Estava Miranda em ruínas quando
nossas forças ali entraram. Ao partirem haviam-na os paraguaios incendiado.
Ardera parte das construções, mas eram evidentes os sinais de decadência,
anterior ao incêndio que sucedera à primeira fase de desenvolvimento e
prosperidade. Ainda se mantinham de pé prédios cômodos e sobre o local de velha
fortificação, outrora bem construído quartel, então muito deteriorado pelo
fogo, fechava uma praça de onde saíam duas ruas que iam acabar em frente à
Igreja Paroquial, ambas ladeadas de casas erguidas a pequena distância umas das
outras.
Da Matriz apenas subsistiam as
paredes laterais, e arcabouço da torre, o galo de folha-de-flandres e uma cruz
esculpida no alto do frontão. Fora edificada graças aos esforços de virtuoso
missionário italiano, Frei Mariano de Bagnaia ([2]),
que não somente nela empregara o produto das esmolas, por ele próprio
recolhidas em toda a vizinhança, com incomparável trabalho e ardor, como ainda
ali aplicara a modesta côngrua ([3]).
Os tristes destroços desta igreja, saqueada pelos paraguaios, que até os sinos
lhe tomaram, havia algum tempo antes presenciado uma cena que nos parece
merecer menção.
A 22.02.1865, deixando Frei
Mariano as margens do Salobro, onde se refugiara, ao aproximar-se a invasão,
viera, de moto próprio, entregar-se aos paraguaios, no intuito de lhes pedir
compaixão para com a desventurada paróquia. Ao chegar à Vila, fora-lhe o
primeiro cuidado correr à matriz, objeto da sua mais viva solicitude. Desolador
espetáculo o esperava: altares derribados, as imagens santas despojadas dos
adornos, enfim todas as mostras da profanação. Ao presenciá-lo, dele se
apoderou tal sentimento de indignação e desespero, que não pôde dominar-se.
Imediatamente, e em tom retumbante, à frente do Chefe paraguaio e seus
comandados, pronunciou solene maldição contra os autores de tais atentados.
Ouviram-no todos cabisbaixos,
como se esta voz severa fora a de algum daqueles Padres que outrora lhes haviam
catequizado os antepassados, esforçando-se o Comandante em convencer o
missionário que os únicos culpados eram os Mbaias [índios]. Lavado em lágrimas,
corria o santo homem de altar em altar, como para verificar os ultrajes
praticados contra cada um dos objetos de sua veneração. Só após minuciosa
constatação de todas as indignidades cometidas se resignou a celebrar o santo
sacrifício da missa; e isto depois de tudo haver disposto para que a cerimônia
se pudesse realizar.De cento e treze dias, foi a permanência da coluna em
Miranda – de 17.09.1866 a 11.01.1867.
A 28.12.1866 retirou-se um dos
Comandantes enviados da capital de Mato Grosso, ele próprio atacado pela
epidemia. A 31.12.1866 apresentava-se em Miranda o Coronel Carlos de Morais
Camisão; e no dia imediato, 01.01.1867, assumia o comando, como já o dissemos. Enviou
imediatamente a Nioaque os membros da Comissão de engenheiros, Catão Roxo e
Escragnolle Taunay, a fim de examinarem as estradas e o local e preparar ali
acampamentos, tomando ao mesmo tempo algumas disposições relativas à recepção
de enfermos e ao armazenamento das munições de guerra e de boca.

Dados fornecidos:
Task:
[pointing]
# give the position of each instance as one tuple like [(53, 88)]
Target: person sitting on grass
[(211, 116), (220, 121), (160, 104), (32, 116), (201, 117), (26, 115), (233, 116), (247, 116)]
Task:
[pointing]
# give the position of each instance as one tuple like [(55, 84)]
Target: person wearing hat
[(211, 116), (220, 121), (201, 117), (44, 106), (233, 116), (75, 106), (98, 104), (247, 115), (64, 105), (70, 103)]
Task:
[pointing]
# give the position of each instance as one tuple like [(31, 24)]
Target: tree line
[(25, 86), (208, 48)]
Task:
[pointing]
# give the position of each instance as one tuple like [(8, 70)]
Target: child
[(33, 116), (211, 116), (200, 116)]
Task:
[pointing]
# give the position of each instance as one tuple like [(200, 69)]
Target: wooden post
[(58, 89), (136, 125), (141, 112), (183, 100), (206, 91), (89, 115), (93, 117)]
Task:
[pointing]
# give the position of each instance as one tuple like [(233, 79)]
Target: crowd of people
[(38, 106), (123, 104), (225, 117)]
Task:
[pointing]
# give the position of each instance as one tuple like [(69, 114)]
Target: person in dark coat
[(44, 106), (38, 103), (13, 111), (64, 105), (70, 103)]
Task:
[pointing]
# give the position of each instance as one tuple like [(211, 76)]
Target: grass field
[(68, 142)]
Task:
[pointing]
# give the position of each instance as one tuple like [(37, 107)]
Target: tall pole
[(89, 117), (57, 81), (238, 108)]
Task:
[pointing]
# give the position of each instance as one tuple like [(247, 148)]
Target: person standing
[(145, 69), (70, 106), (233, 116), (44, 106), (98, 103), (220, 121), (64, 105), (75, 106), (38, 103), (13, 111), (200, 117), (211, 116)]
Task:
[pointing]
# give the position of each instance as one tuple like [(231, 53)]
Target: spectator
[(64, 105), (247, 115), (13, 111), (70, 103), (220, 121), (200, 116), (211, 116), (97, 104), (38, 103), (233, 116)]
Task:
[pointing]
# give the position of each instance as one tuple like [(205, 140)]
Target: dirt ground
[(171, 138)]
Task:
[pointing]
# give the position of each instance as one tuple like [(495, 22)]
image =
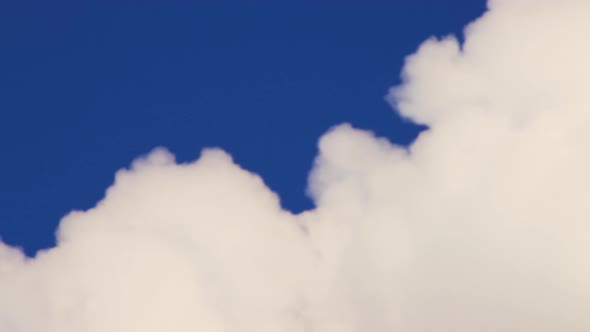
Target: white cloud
[(481, 226)]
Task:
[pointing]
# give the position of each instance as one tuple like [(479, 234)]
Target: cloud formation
[(481, 225)]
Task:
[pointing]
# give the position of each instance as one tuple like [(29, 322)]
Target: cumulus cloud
[(481, 225)]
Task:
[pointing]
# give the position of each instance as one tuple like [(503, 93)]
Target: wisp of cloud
[(482, 224)]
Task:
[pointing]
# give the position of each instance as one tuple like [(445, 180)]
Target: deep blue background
[(85, 87)]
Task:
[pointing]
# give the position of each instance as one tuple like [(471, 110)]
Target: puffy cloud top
[(481, 225)]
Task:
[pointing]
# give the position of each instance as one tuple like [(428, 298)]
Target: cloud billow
[(481, 225)]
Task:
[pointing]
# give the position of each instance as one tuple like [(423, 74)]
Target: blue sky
[(87, 87)]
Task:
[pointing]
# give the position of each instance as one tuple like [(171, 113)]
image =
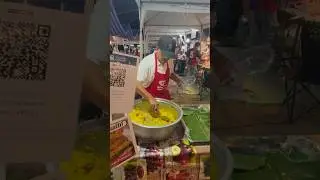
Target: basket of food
[(147, 126)]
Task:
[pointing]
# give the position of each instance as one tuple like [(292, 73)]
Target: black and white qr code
[(24, 50), (118, 77)]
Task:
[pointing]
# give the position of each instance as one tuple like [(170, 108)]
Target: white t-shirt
[(147, 67), (97, 44)]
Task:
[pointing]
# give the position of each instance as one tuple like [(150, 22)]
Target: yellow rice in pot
[(141, 115)]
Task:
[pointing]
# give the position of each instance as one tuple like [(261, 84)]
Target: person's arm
[(173, 76), (94, 88), (143, 92), (142, 78)]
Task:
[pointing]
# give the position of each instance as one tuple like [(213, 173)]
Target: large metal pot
[(158, 132)]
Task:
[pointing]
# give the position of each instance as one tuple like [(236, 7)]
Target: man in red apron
[(154, 72)]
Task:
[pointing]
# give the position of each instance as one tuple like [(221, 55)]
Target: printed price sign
[(123, 78), (122, 141), (42, 53)]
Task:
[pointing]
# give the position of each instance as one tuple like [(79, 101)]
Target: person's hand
[(154, 105), (180, 83)]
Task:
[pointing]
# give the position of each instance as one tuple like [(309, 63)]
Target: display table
[(174, 158)]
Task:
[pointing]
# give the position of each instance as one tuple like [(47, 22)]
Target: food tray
[(176, 136), (194, 142)]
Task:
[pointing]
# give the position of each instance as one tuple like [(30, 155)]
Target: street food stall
[(175, 144)]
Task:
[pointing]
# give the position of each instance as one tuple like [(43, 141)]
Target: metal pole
[(142, 13)]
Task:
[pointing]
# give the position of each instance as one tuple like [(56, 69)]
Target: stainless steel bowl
[(158, 132)]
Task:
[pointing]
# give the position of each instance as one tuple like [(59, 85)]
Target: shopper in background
[(193, 59)]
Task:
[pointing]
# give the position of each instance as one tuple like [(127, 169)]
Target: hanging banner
[(41, 66), (123, 78)]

Instruções do exercício:
1. O texto sobre Miranda confirma as afirmações abaixo? Responda sim ou não a cada uma e cite, sem alterações, as palavras do texto que decidem a questão.
(a) A igreja de Miranda foi construída com esmolas que Frei Mariano de Bagnaia recolheu pessoalmente.
(b) Os paraguaios deixaram os sinos da igreja no lugar.
(c) O Coronel Carlos de Morais Camisão assumiu o comando em 01.01.1867.
2. Continue o texto sobre Miranda a partir da última frase apresentada.

Respostas fornecidas:
1.
(a) Sim: "nela empregara o produto das esmolas, por ele próprio recolhidas em toda a vizinhança".
(b) Não: "saqueada pelos paraguaios, que até os sinos lhe tomaram".
(c) Sim: "no dia imediato, 01.01.1867, assumia o comando".

2.
A 10.01.1867 tornou pública a
ordem de marcha. Nova organização dera ao Corpo de Exército. Anteriormente
dividia-se em duas Brigadas, cada qual composta de três Corpos. Mas tanto uma
como outra estavam tão reduzidas, que as manobras, baseadas sobre um número
certo de homens, se haviam tornado quase impraticáveis. Pela fusão de todas em
uma Brigada de mil e seiscentas praças, ficou o Estado-Maior aligeirado, e não
sem vantagens para o erário público, de pessoal supérfluo. Tal medida, desde
muito reputada útil, teve geral aprovação.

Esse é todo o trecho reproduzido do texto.